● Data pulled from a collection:
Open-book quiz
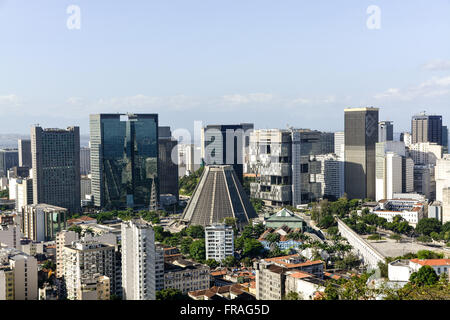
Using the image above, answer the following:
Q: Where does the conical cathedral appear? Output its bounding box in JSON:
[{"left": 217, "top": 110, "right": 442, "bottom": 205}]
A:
[{"left": 182, "top": 165, "right": 258, "bottom": 228}]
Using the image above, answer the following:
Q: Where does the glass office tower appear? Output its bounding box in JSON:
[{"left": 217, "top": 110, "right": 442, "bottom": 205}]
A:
[{"left": 90, "top": 114, "right": 159, "bottom": 209}]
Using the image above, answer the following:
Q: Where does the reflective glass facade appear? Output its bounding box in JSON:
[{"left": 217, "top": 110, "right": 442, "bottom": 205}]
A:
[{"left": 90, "top": 114, "right": 159, "bottom": 209}]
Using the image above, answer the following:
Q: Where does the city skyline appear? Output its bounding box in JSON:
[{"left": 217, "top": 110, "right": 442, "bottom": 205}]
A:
[{"left": 0, "top": 0, "right": 450, "bottom": 134}]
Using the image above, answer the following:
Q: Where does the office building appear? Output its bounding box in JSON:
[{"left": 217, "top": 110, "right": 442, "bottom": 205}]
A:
[
  {"left": 181, "top": 166, "right": 258, "bottom": 229},
  {"left": 56, "top": 230, "right": 79, "bottom": 278},
  {"left": 409, "top": 142, "right": 443, "bottom": 166},
  {"left": 122, "top": 220, "right": 157, "bottom": 300},
  {"left": 158, "top": 127, "right": 179, "bottom": 200},
  {"left": 400, "top": 132, "right": 412, "bottom": 147},
  {"left": 177, "top": 144, "right": 201, "bottom": 177},
  {"left": 21, "top": 203, "right": 67, "bottom": 242},
  {"left": 0, "top": 248, "right": 38, "bottom": 300},
  {"left": 372, "top": 199, "right": 428, "bottom": 227},
  {"left": 31, "top": 126, "right": 81, "bottom": 213},
  {"left": 435, "top": 154, "right": 450, "bottom": 202},
  {"left": 0, "top": 224, "right": 22, "bottom": 250},
  {"left": 15, "top": 178, "right": 33, "bottom": 212},
  {"left": 334, "top": 131, "right": 345, "bottom": 160},
  {"left": 249, "top": 129, "right": 322, "bottom": 206},
  {"left": 205, "top": 224, "right": 234, "bottom": 262},
  {"left": 62, "top": 241, "right": 115, "bottom": 300},
  {"left": 90, "top": 114, "right": 159, "bottom": 209},
  {"left": 0, "top": 149, "right": 19, "bottom": 177},
  {"left": 80, "top": 176, "right": 92, "bottom": 200},
  {"left": 378, "top": 121, "right": 394, "bottom": 142},
  {"left": 345, "top": 108, "right": 378, "bottom": 199},
  {"left": 411, "top": 112, "right": 442, "bottom": 145},
  {"left": 17, "top": 139, "right": 32, "bottom": 168},
  {"left": 442, "top": 126, "right": 448, "bottom": 154},
  {"left": 201, "top": 123, "right": 253, "bottom": 183},
  {"left": 309, "top": 153, "right": 344, "bottom": 199},
  {"left": 80, "top": 147, "right": 91, "bottom": 175},
  {"left": 375, "top": 141, "right": 414, "bottom": 201},
  {"left": 320, "top": 132, "right": 335, "bottom": 154}
]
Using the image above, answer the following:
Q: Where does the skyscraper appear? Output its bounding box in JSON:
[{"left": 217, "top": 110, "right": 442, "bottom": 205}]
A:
[
  {"left": 378, "top": 121, "right": 394, "bottom": 142},
  {"left": 344, "top": 108, "right": 378, "bottom": 199},
  {"left": 80, "top": 147, "right": 91, "bottom": 175},
  {"left": 442, "top": 126, "right": 448, "bottom": 153},
  {"left": 17, "top": 139, "right": 32, "bottom": 168},
  {"left": 202, "top": 124, "right": 253, "bottom": 183},
  {"left": 122, "top": 220, "right": 156, "bottom": 300},
  {"left": 0, "top": 149, "right": 19, "bottom": 177},
  {"left": 411, "top": 112, "right": 442, "bottom": 145},
  {"left": 158, "top": 127, "right": 178, "bottom": 199},
  {"left": 90, "top": 114, "right": 159, "bottom": 209},
  {"left": 31, "top": 126, "right": 80, "bottom": 213}
]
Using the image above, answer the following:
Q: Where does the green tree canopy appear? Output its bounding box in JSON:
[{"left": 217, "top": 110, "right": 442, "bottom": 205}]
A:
[
  {"left": 409, "top": 266, "right": 439, "bottom": 286},
  {"left": 416, "top": 218, "right": 442, "bottom": 236}
]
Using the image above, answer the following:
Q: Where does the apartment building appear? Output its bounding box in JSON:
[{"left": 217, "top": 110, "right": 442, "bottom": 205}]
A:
[
  {"left": 62, "top": 241, "right": 115, "bottom": 300},
  {"left": 0, "top": 248, "right": 38, "bottom": 300},
  {"left": 205, "top": 224, "right": 234, "bottom": 262}
]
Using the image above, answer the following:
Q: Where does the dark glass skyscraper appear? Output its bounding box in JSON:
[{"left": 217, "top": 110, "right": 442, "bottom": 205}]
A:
[
  {"left": 90, "top": 114, "right": 159, "bottom": 209},
  {"left": 345, "top": 108, "right": 378, "bottom": 199},
  {"left": 411, "top": 112, "right": 442, "bottom": 145},
  {"left": 31, "top": 127, "right": 81, "bottom": 213}
]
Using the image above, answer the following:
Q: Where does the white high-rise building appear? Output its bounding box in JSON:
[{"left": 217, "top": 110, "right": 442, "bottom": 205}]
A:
[
  {"left": 334, "top": 131, "right": 345, "bottom": 159},
  {"left": 310, "top": 153, "right": 345, "bottom": 199},
  {"left": 375, "top": 141, "right": 414, "bottom": 201},
  {"left": 434, "top": 154, "right": 450, "bottom": 202},
  {"left": 122, "top": 220, "right": 156, "bottom": 300},
  {"left": 0, "top": 248, "right": 38, "bottom": 300},
  {"left": 205, "top": 224, "right": 234, "bottom": 262},
  {"left": 409, "top": 142, "right": 443, "bottom": 165},
  {"left": 62, "top": 241, "right": 115, "bottom": 300},
  {"left": 56, "top": 230, "right": 78, "bottom": 278}
]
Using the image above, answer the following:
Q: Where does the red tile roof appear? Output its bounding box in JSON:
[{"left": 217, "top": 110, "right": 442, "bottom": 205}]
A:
[{"left": 411, "top": 259, "right": 450, "bottom": 266}]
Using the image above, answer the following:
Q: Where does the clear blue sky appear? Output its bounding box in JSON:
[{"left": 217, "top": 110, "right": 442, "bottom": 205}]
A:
[{"left": 0, "top": 0, "right": 450, "bottom": 133}]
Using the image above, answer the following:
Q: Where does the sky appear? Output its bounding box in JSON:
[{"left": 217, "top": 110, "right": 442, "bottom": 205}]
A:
[{"left": 0, "top": 0, "right": 450, "bottom": 134}]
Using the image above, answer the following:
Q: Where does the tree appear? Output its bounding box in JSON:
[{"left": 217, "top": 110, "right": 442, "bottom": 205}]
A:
[
  {"left": 416, "top": 250, "right": 444, "bottom": 259},
  {"left": 416, "top": 218, "right": 442, "bottom": 236},
  {"left": 284, "top": 291, "right": 302, "bottom": 300},
  {"left": 180, "top": 237, "right": 194, "bottom": 254},
  {"left": 317, "top": 215, "right": 336, "bottom": 229},
  {"left": 205, "top": 259, "right": 219, "bottom": 269},
  {"left": 417, "top": 235, "right": 432, "bottom": 243},
  {"left": 367, "top": 233, "right": 381, "bottom": 240},
  {"left": 189, "top": 240, "right": 206, "bottom": 262},
  {"left": 68, "top": 225, "right": 83, "bottom": 235},
  {"left": 266, "top": 232, "right": 280, "bottom": 245},
  {"left": 409, "top": 266, "right": 439, "bottom": 286},
  {"left": 335, "top": 253, "right": 361, "bottom": 270},
  {"left": 156, "top": 288, "right": 189, "bottom": 300},
  {"left": 223, "top": 217, "right": 236, "bottom": 227},
  {"left": 389, "top": 233, "right": 402, "bottom": 242}
]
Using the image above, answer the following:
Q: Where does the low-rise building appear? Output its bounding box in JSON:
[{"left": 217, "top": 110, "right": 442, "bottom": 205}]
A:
[
  {"left": 258, "top": 225, "right": 303, "bottom": 250},
  {"left": 373, "top": 199, "right": 428, "bottom": 226},
  {"left": 0, "top": 248, "right": 38, "bottom": 300}
]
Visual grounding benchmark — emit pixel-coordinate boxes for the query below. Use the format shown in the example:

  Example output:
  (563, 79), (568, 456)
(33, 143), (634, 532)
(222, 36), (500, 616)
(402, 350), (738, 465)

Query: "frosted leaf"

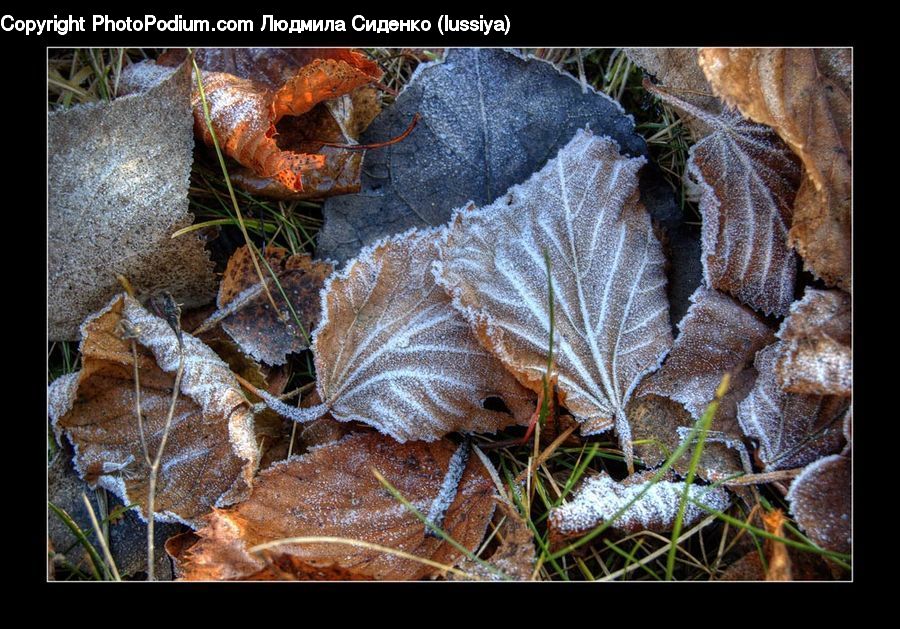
(317, 48), (681, 262)
(645, 84), (800, 316)
(548, 472), (731, 540)
(47, 60), (215, 340)
(120, 49), (381, 198)
(622, 48), (722, 139)
(635, 287), (775, 419)
(47, 447), (183, 581)
(776, 288), (853, 397)
(787, 455), (853, 553)
(181, 433), (496, 580)
(49, 296), (257, 526)
(310, 230), (534, 442)
(202, 245), (332, 365)
(700, 48), (853, 290)
(435, 130), (672, 461)
(738, 343), (849, 470)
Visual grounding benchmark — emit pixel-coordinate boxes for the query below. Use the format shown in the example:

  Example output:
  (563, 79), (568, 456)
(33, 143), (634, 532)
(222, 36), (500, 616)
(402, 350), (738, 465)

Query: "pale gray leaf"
(47, 60), (215, 340)
(435, 130), (672, 460)
(777, 288), (853, 397)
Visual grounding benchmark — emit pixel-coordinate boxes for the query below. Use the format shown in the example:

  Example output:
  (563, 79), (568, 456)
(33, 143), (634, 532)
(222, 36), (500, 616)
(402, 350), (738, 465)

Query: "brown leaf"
(547, 470), (731, 547)
(738, 343), (848, 471)
(48, 296), (257, 526)
(623, 48), (722, 140)
(700, 48), (852, 290)
(121, 49), (381, 198)
(435, 130), (672, 463)
(775, 288), (853, 397)
(176, 433), (496, 580)
(47, 60), (215, 340)
(447, 500), (535, 581)
(644, 81), (800, 316)
(211, 245), (333, 365)
(762, 509), (794, 581)
(286, 230), (533, 441)
(787, 455), (853, 553)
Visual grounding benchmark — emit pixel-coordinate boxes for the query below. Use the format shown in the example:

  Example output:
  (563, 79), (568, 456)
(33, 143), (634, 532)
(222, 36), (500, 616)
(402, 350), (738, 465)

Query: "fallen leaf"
(202, 245), (333, 365)
(48, 296), (257, 526)
(447, 500), (535, 581)
(787, 455), (853, 553)
(47, 447), (183, 581)
(738, 343), (848, 471)
(47, 60), (215, 341)
(644, 82), (800, 316)
(317, 48), (681, 262)
(181, 433), (496, 580)
(547, 471), (731, 547)
(273, 223), (534, 442)
(120, 49), (381, 198)
(623, 48), (722, 140)
(762, 509), (794, 581)
(700, 48), (852, 290)
(775, 288), (853, 397)
(627, 287), (775, 481)
(435, 130), (672, 464)
(635, 287), (775, 419)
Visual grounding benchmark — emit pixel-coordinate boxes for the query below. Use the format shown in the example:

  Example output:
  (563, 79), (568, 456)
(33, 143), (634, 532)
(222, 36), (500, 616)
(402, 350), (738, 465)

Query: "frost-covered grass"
(48, 48), (849, 581)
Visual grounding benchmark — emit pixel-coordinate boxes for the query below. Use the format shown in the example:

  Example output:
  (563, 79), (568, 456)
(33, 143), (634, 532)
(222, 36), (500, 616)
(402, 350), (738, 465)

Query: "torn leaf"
(435, 130), (672, 462)
(623, 48), (722, 140)
(317, 48), (681, 261)
(212, 245), (332, 365)
(48, 296), (257, 526)
(645, 83), (800, 316)
(738, 343), (849, 471)
(787, 455), (853, 553)
(174, 433), (496, 580)
(47, 60), (215, 340)
(302, 229), (533, 442)
(700, 48), (852, 290)
(548, 471), (731, 546)
(120, 49), (381, 198)
(776, 288), (853, 397)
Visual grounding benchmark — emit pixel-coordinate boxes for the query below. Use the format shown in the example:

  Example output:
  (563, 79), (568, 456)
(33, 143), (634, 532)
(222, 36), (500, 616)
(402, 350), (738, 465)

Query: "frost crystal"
(435, 130), (672, 460)
(738, 343), (849, 470)
(310, 229), (533, 442)
(550, 473), (730, 536)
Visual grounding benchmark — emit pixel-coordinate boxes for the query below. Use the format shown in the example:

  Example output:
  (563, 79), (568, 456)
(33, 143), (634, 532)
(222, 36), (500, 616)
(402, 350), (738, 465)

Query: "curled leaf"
(700, 48), (852, 290)
(435, 130), (672, 460)
(48, 295), (257, 526)
(47, 60), (215, 340)
(623, 48), (722, 140)
(290, 230), (533, 441)
(787, 455), (853, 553)
(548, 471), (731, 545)
(317, 48), (681, 261)
(204, 245), (332, 365)
(776, 288), (853, 397)
(181, 433), (495, 580)
(645, 83), (800, 316)
(738, 343), (848, 471)
(122, 49), (381, 197)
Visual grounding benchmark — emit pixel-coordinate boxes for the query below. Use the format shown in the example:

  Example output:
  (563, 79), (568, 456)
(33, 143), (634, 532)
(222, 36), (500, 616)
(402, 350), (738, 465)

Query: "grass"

● TASK INSTRUCTIONS: How many lines in the records above contain the word "rise"? Case counts; give the number and nothing else.

● COMPLETE OUTPUT: 2